◆ **GIVEN TEXT**
Skip to content

nutanix/nutanix-aidp-connector

Repository files navigation

Nutanix AIDP-Connector

A fault-tolerant Kubernetes service that processes S3-compatible object storage (Nutanix Objects) via Kafka notifications, submits them to NeMo-Retriever for GPU-accelerated parsing and embedding, and stores vectors in Milvus.

Features

  • Real-time & baseline processing — Kafka-driven for new/delete objects; paginated S3 listing for existing data
  • NeMo-Retriever integration — extract, split, embed, and store with per-file-type task configs
  • Milvus bulk insert — batched inserts with dynamic fields, S3 tag/metadata enrichment
  • Multi-level flow control — download, submission, and baseline throttling
  • Hot-reload configuration — update config.yaml without pod restart (30 s detection)
  • Crash recovery — Kafka offset-based for real-time; PVC-persisted state for baseline
  • Observability — Prometheus histograms/counters via OpenTelemetry; REST health & config API

Prerequisites

  • Kubernetes 1.19+ and Helm 3.0+
  • S3-compatible object storage (Nutanix Objects)
  • Apache Kafka 3.x+ with S3 event notifications enabled
  • NeMo-Retriever 26.1.2+ (GPU) — V1 and V2 APIs supported;
  • Milvus 2.4+ vector database

Quick Start

export NAMESPACE="nutanix-aidp-connector"
export AWS_ACCESS_KEY_ID="<access-key>"
export AWS_SECRET_ACCESS_KEY="<secret-key>"
export KAFKA_BOOTSTRAP_SERVERS="<kafka-host:port>"
export S3_ENDPOINT_URL="<s3-endpoint>"
export NEMO_RETRIEVER_HOST="<nemo-retriever-host>"
export NEMO_RETRIEVER_PORT="7670"
export MILVUS_HOST="<milvus-host>"
export MILVUS_PORT="19530"
export OBJECTS_ENDPOINT="<objects-endpoint:443>"
export OBJECTS_ACCESS_KEY="<objects-access-key>"
export OBJECTS_SECRET_KEY="<objects-secret-key>"

◆ **DATA SECTION**
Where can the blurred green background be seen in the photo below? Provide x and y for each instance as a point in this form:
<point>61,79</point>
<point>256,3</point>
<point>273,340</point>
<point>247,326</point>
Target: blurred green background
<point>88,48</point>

◆ **WRITTEN EXERCISE 1**
Retype the passage from the Nutanix AIDP-Connector page, starting with "Skip to content" and going on through "vectors in Milvus.".
◆ **WRITTEN EXERCISE 2**
Echo every one of the rows above exactly, leaving out the Nutanix AIDP-Connector page.

◆ **CORRECT OUTPUT 1**
Skip to content

nutanix/nutanix-aidp-connector

Repository files navigation

Nutanix AIDP-Connector

A fault-tolerant Kubernetes service that processes S3-compatible object storage (Nutanix Objects) via Kafka notifications, submits them to NeMo-Retriever for GPU-accelerated parsing and embedding, and stores vectors in Milvus.

◆ **CORRECT OUTPUT 2**
Where can the blurred green background be seen in the photo below? Provide x and y for each instance as a point in this form:
<point>61,79</point>
<point>256,3</point>
<point>273,340</point>
<point>247,326</point>
Target: blurred green background
<point>88,48</point>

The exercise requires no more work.